* BEGIN Records supplied *

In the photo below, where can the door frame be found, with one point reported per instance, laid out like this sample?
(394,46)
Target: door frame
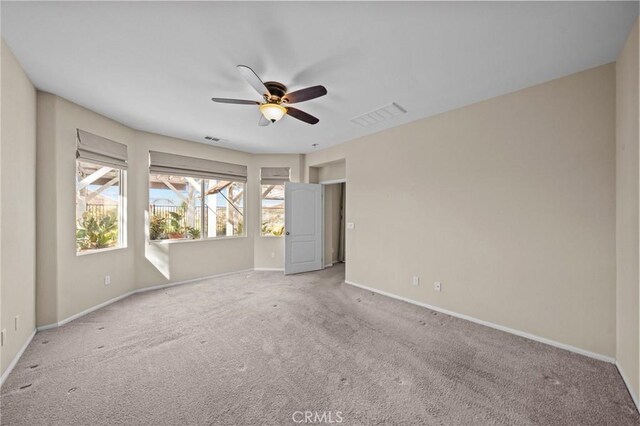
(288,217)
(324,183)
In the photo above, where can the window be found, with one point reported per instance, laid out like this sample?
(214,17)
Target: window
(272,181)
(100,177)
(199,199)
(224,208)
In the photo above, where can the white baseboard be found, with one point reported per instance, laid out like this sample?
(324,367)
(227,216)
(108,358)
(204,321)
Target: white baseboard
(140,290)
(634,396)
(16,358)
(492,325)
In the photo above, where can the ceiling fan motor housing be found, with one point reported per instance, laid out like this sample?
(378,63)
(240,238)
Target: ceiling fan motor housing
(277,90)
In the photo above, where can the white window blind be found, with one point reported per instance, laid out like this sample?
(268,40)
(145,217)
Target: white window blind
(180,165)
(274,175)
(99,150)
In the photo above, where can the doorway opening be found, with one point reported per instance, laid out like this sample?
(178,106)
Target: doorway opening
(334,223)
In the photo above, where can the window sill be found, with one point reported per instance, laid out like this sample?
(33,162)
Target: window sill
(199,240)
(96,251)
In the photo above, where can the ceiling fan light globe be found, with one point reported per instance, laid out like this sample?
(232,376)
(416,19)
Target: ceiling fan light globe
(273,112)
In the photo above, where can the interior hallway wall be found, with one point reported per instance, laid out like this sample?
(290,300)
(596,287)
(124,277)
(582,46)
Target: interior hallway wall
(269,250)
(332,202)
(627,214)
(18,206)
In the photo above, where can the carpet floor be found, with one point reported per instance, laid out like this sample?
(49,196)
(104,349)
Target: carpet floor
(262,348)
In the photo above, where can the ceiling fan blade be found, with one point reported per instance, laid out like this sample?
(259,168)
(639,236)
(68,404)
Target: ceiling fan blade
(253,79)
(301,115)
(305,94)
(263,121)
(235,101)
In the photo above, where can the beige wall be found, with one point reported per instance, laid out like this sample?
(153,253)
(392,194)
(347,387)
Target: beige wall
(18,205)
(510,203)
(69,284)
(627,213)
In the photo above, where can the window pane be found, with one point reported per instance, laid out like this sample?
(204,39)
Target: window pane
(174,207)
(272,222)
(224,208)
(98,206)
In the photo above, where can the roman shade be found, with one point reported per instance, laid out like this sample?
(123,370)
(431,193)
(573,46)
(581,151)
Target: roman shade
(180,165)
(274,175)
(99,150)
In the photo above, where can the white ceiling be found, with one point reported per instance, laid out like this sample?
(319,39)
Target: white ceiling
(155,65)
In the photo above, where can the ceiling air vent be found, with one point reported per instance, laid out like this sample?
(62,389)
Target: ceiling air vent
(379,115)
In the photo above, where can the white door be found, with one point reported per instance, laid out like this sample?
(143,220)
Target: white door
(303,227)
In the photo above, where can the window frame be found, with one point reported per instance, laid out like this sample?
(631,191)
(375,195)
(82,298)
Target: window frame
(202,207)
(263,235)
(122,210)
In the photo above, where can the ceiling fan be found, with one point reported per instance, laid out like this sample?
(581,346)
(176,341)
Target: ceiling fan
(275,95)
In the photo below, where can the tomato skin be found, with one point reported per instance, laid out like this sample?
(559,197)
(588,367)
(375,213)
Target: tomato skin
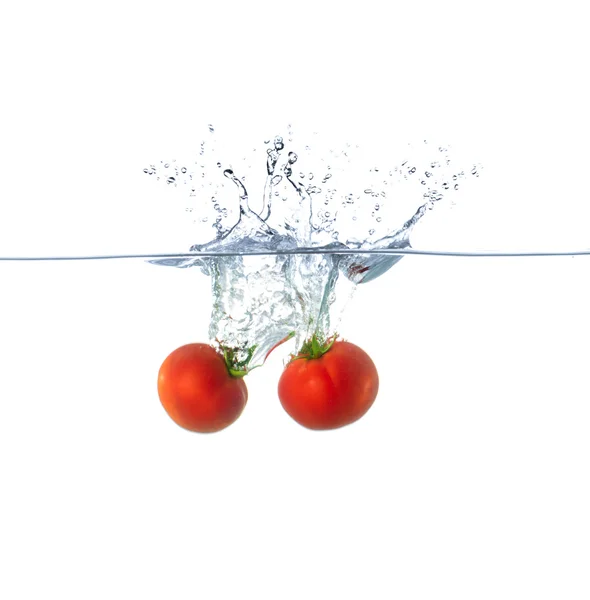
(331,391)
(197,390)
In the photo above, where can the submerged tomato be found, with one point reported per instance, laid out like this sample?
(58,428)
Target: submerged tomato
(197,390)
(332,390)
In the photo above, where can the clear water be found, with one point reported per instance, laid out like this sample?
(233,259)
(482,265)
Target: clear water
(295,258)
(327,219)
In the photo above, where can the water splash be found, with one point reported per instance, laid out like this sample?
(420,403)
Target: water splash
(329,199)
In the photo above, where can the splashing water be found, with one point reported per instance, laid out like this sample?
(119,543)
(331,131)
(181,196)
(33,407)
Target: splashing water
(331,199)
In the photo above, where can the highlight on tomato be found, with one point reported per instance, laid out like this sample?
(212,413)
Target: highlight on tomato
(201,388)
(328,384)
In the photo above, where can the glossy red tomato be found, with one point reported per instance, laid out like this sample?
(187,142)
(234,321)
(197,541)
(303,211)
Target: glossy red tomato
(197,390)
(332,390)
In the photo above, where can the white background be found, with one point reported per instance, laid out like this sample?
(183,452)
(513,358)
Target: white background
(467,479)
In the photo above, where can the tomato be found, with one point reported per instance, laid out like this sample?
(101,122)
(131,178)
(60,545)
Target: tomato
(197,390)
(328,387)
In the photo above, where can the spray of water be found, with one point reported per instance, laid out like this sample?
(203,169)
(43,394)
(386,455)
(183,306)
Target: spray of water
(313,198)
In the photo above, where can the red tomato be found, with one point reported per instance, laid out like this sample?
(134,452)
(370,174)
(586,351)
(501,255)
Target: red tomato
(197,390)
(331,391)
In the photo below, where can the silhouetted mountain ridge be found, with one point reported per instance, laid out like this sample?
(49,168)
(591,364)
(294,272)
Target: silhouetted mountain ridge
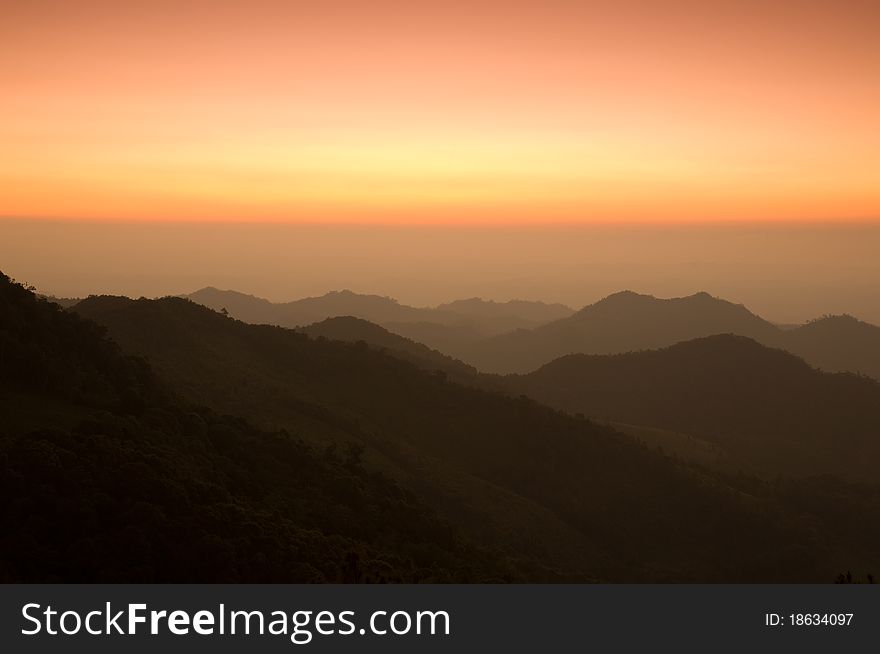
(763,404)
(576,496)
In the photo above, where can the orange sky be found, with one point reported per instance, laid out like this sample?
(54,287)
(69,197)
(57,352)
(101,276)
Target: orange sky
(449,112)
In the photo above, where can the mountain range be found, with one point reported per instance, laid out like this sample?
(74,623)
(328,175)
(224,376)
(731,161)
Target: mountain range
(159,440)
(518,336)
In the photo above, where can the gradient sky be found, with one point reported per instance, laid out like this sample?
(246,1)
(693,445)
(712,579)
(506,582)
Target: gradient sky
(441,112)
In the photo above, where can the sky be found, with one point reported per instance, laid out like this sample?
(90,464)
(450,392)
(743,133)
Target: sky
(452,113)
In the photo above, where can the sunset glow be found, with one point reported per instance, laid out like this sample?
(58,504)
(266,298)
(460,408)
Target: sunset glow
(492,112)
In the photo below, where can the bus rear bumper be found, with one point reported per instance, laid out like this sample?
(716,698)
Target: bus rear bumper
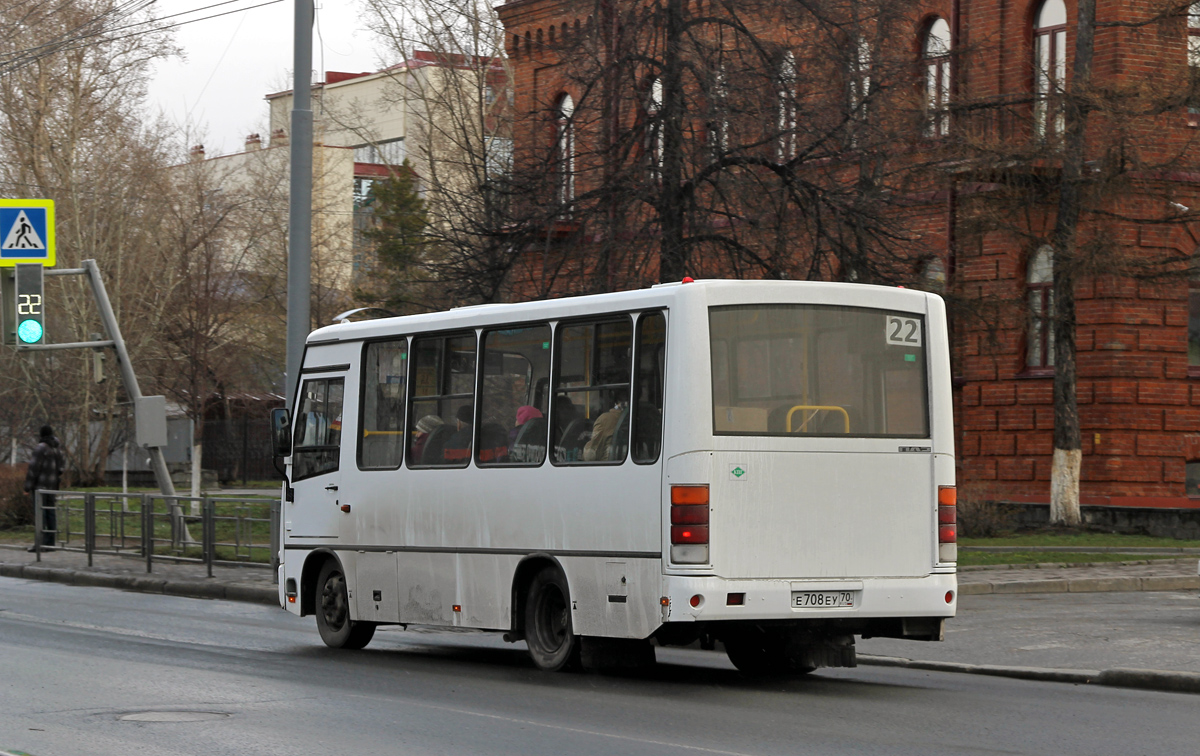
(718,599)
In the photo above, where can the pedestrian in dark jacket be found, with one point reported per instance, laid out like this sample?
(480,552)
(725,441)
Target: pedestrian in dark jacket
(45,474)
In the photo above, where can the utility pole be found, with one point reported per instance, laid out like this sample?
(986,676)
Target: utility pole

* END Records supplied *
* BEGIN Records supplied *

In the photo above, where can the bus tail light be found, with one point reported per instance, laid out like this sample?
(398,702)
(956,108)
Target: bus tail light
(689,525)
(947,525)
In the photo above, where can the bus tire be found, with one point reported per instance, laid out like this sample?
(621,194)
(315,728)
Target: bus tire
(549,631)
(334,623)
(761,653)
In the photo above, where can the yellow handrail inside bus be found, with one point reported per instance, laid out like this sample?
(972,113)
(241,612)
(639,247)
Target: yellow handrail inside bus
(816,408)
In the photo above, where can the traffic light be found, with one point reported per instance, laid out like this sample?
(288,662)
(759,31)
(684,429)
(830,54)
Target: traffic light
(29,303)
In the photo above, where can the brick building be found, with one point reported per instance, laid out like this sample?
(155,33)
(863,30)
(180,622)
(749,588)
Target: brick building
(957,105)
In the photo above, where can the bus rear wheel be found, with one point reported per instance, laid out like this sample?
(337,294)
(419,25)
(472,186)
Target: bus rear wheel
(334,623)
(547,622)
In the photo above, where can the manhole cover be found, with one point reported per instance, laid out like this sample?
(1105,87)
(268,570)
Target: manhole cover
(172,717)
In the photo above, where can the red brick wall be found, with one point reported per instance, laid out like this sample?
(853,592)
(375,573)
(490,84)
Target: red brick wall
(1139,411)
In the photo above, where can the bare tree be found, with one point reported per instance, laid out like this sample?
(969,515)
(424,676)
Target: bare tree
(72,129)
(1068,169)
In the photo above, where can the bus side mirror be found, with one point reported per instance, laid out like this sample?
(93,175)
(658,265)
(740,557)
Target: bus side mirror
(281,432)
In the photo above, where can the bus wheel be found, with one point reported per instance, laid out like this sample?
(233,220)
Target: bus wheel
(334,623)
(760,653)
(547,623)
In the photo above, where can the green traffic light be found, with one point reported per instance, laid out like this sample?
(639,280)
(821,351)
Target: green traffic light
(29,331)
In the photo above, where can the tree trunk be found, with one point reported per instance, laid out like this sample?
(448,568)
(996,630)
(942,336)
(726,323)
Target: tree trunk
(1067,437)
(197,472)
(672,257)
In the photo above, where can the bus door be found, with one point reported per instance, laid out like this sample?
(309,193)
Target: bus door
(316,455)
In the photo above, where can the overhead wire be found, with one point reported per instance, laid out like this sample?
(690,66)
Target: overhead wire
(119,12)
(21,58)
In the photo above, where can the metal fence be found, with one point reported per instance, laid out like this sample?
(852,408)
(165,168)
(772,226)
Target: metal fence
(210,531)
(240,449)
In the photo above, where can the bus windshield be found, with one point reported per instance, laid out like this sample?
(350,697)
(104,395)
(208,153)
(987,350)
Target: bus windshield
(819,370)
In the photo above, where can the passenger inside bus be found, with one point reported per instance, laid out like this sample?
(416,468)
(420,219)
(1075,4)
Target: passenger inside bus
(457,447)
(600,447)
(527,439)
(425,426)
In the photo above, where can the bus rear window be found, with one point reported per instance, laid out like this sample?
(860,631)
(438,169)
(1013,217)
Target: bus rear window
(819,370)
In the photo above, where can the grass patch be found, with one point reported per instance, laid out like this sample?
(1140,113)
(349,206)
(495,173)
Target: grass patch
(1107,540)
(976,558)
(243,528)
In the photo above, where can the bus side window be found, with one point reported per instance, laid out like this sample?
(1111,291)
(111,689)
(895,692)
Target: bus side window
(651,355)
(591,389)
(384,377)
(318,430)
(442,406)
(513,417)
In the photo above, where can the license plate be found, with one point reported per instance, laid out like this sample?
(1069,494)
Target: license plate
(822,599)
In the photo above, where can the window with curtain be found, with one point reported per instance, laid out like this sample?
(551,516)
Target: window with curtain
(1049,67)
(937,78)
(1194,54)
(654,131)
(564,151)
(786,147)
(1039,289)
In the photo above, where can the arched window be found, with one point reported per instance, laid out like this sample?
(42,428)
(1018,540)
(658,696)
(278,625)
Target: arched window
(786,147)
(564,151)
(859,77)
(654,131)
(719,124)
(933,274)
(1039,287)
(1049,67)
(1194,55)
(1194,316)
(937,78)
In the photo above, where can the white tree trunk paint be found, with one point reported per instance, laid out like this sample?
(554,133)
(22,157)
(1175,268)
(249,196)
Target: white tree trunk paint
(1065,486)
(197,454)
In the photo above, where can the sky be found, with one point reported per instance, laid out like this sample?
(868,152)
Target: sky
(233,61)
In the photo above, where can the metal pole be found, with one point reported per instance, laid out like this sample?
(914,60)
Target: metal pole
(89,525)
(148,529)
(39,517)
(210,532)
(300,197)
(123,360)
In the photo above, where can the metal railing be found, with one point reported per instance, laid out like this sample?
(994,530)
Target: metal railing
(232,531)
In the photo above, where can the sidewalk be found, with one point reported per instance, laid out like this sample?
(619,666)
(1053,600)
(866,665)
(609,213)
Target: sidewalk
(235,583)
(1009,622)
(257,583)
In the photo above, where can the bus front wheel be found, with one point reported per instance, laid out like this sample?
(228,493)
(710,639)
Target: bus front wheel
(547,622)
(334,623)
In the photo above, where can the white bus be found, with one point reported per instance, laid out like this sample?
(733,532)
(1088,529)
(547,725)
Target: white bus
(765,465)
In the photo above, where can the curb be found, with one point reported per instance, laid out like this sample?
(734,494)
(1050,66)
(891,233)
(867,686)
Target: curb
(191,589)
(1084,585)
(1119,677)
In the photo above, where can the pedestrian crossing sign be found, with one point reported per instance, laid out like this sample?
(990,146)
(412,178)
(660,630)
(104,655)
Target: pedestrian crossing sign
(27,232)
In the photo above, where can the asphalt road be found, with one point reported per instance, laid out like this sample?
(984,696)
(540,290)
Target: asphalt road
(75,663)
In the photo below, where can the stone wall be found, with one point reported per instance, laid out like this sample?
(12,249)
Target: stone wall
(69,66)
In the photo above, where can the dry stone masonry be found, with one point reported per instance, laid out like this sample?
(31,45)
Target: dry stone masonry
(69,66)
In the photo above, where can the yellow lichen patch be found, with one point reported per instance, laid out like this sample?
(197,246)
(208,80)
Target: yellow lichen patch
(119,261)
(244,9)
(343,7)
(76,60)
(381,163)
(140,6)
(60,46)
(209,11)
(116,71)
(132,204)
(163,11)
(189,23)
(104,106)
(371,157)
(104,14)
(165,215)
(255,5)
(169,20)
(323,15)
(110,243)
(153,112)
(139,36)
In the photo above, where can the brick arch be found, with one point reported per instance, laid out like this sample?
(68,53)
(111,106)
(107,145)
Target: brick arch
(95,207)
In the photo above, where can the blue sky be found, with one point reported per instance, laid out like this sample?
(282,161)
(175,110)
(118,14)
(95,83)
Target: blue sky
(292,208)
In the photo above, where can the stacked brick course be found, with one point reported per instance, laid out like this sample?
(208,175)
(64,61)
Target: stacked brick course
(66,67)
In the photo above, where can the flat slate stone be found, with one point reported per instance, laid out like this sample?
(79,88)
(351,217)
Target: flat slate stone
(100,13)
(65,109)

* END Records supplied *
* BEGIN Records supplied *

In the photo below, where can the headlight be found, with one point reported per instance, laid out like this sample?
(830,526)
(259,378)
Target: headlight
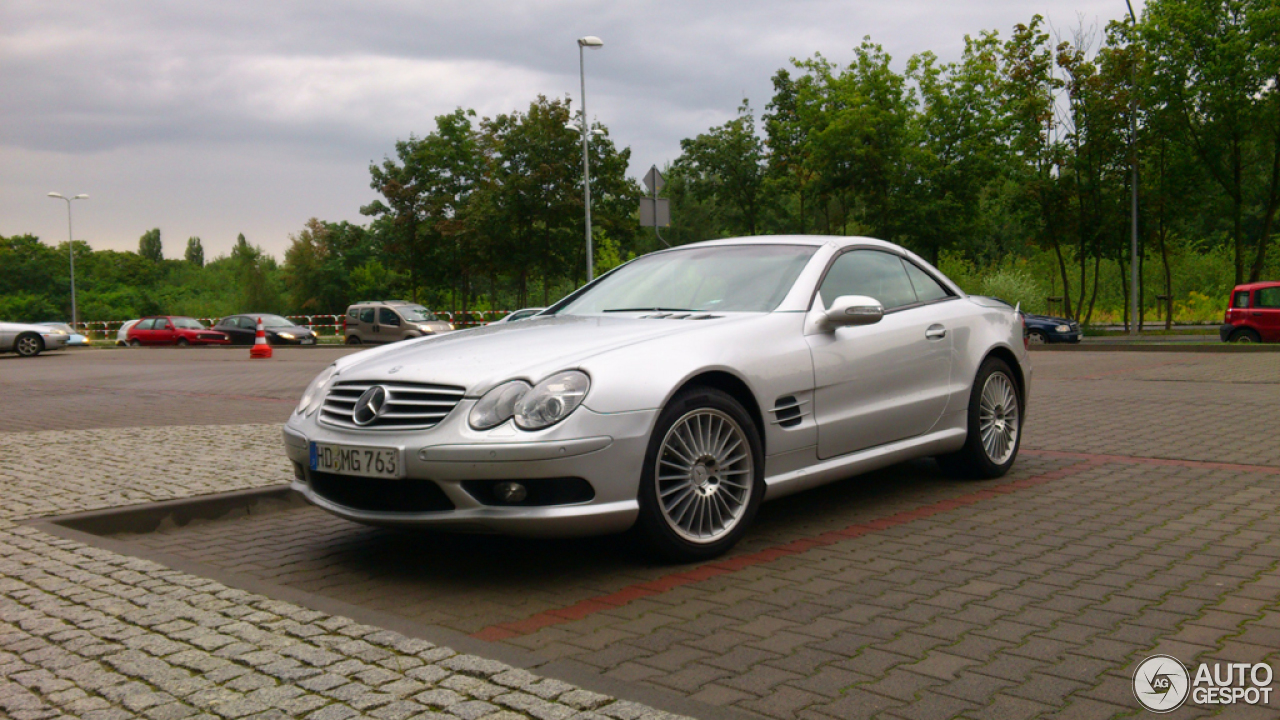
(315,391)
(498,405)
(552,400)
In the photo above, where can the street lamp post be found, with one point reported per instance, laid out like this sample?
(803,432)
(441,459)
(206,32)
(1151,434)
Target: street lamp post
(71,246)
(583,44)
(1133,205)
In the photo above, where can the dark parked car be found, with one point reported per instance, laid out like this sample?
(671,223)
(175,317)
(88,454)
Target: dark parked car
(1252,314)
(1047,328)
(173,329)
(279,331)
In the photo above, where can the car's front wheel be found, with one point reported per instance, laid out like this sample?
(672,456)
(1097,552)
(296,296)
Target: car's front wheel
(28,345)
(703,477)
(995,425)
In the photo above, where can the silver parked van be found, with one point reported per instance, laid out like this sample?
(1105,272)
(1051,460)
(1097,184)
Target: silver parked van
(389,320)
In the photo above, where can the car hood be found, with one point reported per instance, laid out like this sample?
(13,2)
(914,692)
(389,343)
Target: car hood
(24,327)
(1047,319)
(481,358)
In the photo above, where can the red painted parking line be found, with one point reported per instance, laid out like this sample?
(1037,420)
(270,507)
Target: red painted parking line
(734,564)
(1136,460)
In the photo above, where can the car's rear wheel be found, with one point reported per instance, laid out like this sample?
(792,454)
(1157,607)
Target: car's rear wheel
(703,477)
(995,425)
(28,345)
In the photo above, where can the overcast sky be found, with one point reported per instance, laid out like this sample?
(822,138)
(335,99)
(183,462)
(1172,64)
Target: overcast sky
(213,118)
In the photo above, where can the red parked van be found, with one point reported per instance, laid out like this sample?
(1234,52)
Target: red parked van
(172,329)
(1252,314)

* END Records supplied *

Written instruction
Reproduce the records word for word, from the line containing "In the photo below, where can the bus" through the line containing "Target: utility pole", both ends included. Omit the pictures from your copy.

Written solution
In the photo below, where can the bus rear bumper be found, with one point reported per instance, laid out like this sample?
(716,698)
Target: bus rear bumper
(718,599)
In the photo above, where can the pedestrian in dark jacket be found, with one point reported per instance, laid out like this sample?
(480,552)
(725,441)
Target: pedestrian in dark jacket
(45,474)
In the photo above, where can the utility pole be found, with one point reported per instance, laid out like this sample?
(986,676)
Target: utility pole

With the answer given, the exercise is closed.